**WORK ORDER 1:** According to the travel post, what did Beverley prepare for breakfast?
**WORK ORDER 2:** Return the passage of the travel post that starts with "I thought a" and goes on through "the song demands.", copied word for word.

**PAGE TEXT:**

=== Section Start ===

The next day Greta was hung over. Truly, madly, deeply hung over…the kind of hangovers of which sonnets are written. She peed with a piece of fried chicken in her mouth and bathed until life ran through her veins again. Beverley prepared breakfast in the form of sourdough toast, crispy bacon and mashed avocado. We had pastries with our tea and coffee, and when we were done, I had a message from RH. It was a message, wishing me a good morning, and a song – My Girl Josephine by Supercat.

Again, I found myself in the position of not knowing how to respond…or what to do. Again, I didn’t think it would get this far. I mean…a song?? That’s way too considerate for the morning after gratuitous drink. And a good song…an obscure song, a song surely only recognized by people with impeccable taste.

I thought a little too hard about my response. I actually sat at the table with my hands steepled and my eyebrows furrowed until I decided that the only appropriate response would be dance. That is, after all, what the song demands.

My response to RH was based less off of the enjoyment of the exchange, and more on the fact that I simply like I had to “one-up” him. You want to send me a song? Fine. I’ll send you a video of me dancing to it.


[Side note – WHAT’S WRONG WITH ME? Only an over-analytical intellectual would turn a dancehall song sent via text into a critical chess move].

Beverley recorded a video of Greta and I dancing to the song, and I sent it back to RH. In fairness, it started out as a beautiful day, and the sunshine from the back garden only encouraged my shenanigans. I would’ve danced on camera anyway. I think anyone would have! Shortly there after, we all jumped into the car to pick up Alex and Kerry for our day trip to Ightham Mote in Kent [a national trust site replete with a period cottage, pristine gardens, enormous trees and a large green paddock].

It was one of the most beautiful places I’ve ever seen…like something out of a Jane Austen novel. Until Beverley reminded me “No Jennifer…this place is far too old for a Jane Austen setting.”

**grumble grumble**…know it all.

We ate scones, crumble, potatoes and quiche in the cafeteria and toured the halls of the cottage, where volunteers had taken especial care to retain the architectural integrity of the edifice and its historic accessories. Small bouquets of dried flowers had been placed on chairs so that nobody would sit on them. Large laminated pages explaining the historical significance of the paintings, the wallpaper and the unfamiliar instruments were handed out by the volunteers. Beverley bought these amazing animal masks, one for each of us, which we wore at random points throughout the day. When we did they often came accompanied with my particular brand of narrative, where the masks were somehow at the centre of a story about an abandoned orphanage where the children would wear them and haunt visitors until their last, dying breaths.

ightham mote

…did I mention how much wine I had the night before?

Alex and Kerry were interesting as well. So far, all of Greverley’s friends have been amazing. Funny, quirky, brilliant in their own right, entertaining and inexplicably kind-hearted. We all picked up with one another as if we’ve known each other our whole lives, and it felt perfectly natural to wear a koala mask with these people, squeal with them at the site of large century-old trees and sing Queen with them in the car as we drove back to London.

An open bottle of luke-warm prosecco, Freddy Mercury and the rolling green landscape of Kent in the background…is there anything else more quintessentially British?

London had presented an immeasurable number of delights. It was clear that my largest base was here, presenting a strong chance of prosperity. And with Greverley at my side, it’s impossible to think that I could ever go wrong. I had met with various recruiters and media contacts, old work colleagues and potential new ones, all giving me the confidence to think that I would be just fine in London if I wanted to make it happen. It was the perfect way to start the trip, and left the rest of Europe with big shoes to fill.

The day came to a close, and the crew eventually fucked off to the pub. I stayed back at the flat to take a hot bath and repack for then next leg of my trip.

I was taking the train to Amsterdam the following day.

=== Section End ===

Items from a data source
=== Section Start ===

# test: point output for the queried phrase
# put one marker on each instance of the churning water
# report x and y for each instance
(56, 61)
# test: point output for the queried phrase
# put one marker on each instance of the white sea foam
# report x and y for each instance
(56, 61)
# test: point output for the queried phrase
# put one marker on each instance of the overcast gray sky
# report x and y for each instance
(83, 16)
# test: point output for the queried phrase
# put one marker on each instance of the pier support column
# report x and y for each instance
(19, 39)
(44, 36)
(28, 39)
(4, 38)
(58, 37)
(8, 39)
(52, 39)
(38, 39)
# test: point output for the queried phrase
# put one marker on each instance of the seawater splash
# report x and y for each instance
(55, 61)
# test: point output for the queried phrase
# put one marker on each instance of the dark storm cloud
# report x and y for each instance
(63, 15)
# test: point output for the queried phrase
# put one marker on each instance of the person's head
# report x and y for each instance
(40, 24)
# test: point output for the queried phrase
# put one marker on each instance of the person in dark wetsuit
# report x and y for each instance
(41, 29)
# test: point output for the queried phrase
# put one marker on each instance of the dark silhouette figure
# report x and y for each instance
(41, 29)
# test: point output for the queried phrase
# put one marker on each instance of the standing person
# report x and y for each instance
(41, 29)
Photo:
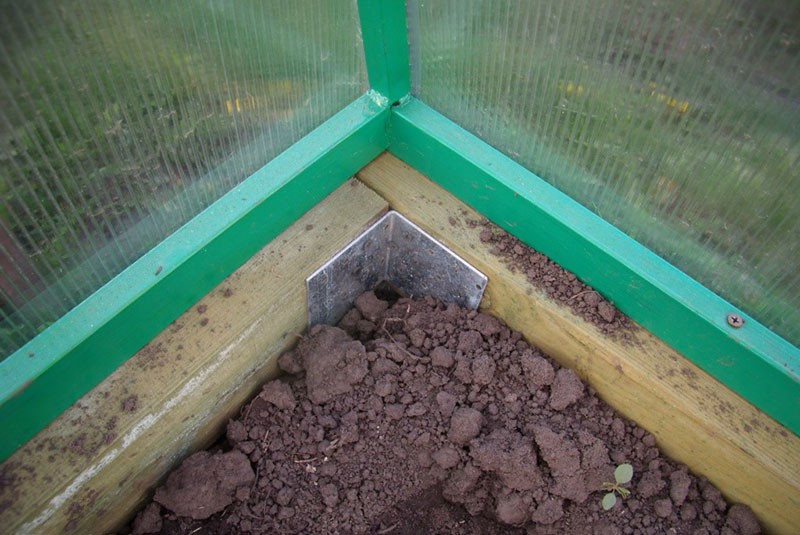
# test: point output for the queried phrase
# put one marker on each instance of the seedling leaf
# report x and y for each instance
(623, 474)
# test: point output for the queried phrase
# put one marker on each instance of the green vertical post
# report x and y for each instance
(383, 30)
(752, 361)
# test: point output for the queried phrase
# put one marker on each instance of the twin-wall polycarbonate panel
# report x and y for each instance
(678, 121)
(121, 120)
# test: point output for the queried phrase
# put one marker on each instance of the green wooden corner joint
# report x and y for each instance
(751, 360)
(56, 368)
(383, 30)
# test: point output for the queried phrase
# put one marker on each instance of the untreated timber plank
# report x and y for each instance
(92, 467)
(695, 419)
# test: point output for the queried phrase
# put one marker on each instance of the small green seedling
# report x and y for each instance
(623, 474)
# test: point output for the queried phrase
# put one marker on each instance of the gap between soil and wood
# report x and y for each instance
(96, 463)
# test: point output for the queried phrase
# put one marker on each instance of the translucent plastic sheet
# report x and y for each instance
(123, 119)
(678, 121)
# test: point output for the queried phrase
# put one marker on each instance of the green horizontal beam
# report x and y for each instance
(752, 360)
(383, 30)
(56, 368)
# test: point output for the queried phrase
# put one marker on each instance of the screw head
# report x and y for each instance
(735, 320)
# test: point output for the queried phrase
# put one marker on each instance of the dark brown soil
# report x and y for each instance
(417, 417)
(558, 283)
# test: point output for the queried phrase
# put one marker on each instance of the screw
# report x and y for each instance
(735, 320)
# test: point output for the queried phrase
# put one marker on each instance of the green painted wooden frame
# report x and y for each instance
(52, 371)
(74, 354)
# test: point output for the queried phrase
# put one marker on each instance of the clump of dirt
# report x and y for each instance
(419, 417)
(558, 283)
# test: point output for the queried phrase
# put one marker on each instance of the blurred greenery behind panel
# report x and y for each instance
(678, 121)
(123, 119)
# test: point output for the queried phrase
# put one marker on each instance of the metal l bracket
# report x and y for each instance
(396, 251)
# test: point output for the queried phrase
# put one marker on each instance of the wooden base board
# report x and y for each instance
(94, 466)
(695, 419)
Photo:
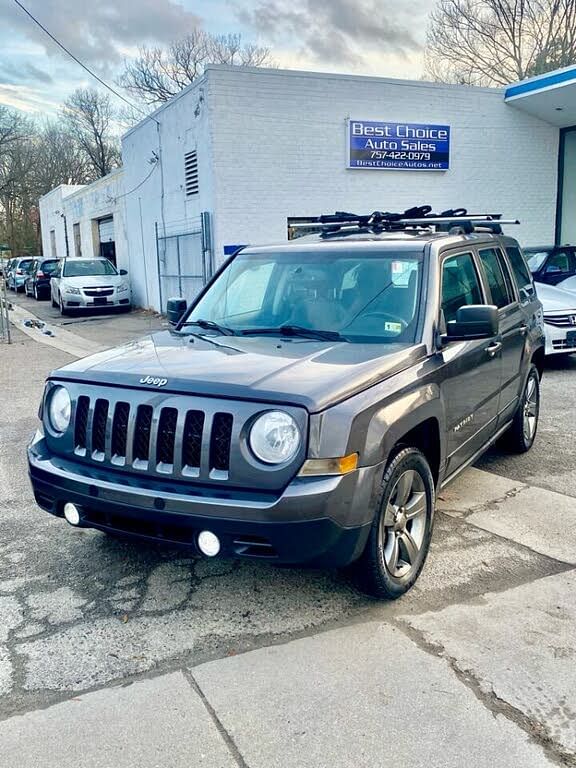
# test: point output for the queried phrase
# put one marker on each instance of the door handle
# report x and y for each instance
(493, 349)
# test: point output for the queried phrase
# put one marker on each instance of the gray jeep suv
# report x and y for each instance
(310, 402)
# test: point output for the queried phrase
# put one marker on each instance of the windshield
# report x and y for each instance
(365, 297)
(49, 266)
(88, 267)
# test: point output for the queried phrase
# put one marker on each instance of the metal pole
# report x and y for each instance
(179, 266)
(4, 310)
(158, 267)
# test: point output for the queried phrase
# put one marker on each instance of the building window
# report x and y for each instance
(191, 173)
(77, 240)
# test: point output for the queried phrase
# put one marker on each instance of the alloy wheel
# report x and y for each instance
(403, 524)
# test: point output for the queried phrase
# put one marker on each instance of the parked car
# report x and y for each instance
(83, 283)
(309, 404)
(559, 308)
(553, 265)
(18, 273)
(37, 282)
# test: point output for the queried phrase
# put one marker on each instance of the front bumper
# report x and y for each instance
(81, 301)
(322, 521)
(559, 340)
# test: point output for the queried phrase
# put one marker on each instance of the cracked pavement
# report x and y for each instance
(124, 654)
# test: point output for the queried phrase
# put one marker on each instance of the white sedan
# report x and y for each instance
(83, 283)
(559, 318)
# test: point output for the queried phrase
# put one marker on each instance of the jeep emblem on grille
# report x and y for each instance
(152, 382)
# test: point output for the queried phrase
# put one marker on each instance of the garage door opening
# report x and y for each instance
(106, 238)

=== Section End ===

**ANSWER SECTION 1:** Sourdough toast, crispy bacon and mashed avocado.

**ANSWER SECTION 2:**
I thought a little too hard about my response. I actually sat at the table with my hands steepled and my eyebrows furrowed until I decided that the only appropriate response would be dance. That is, after all, what the song demands.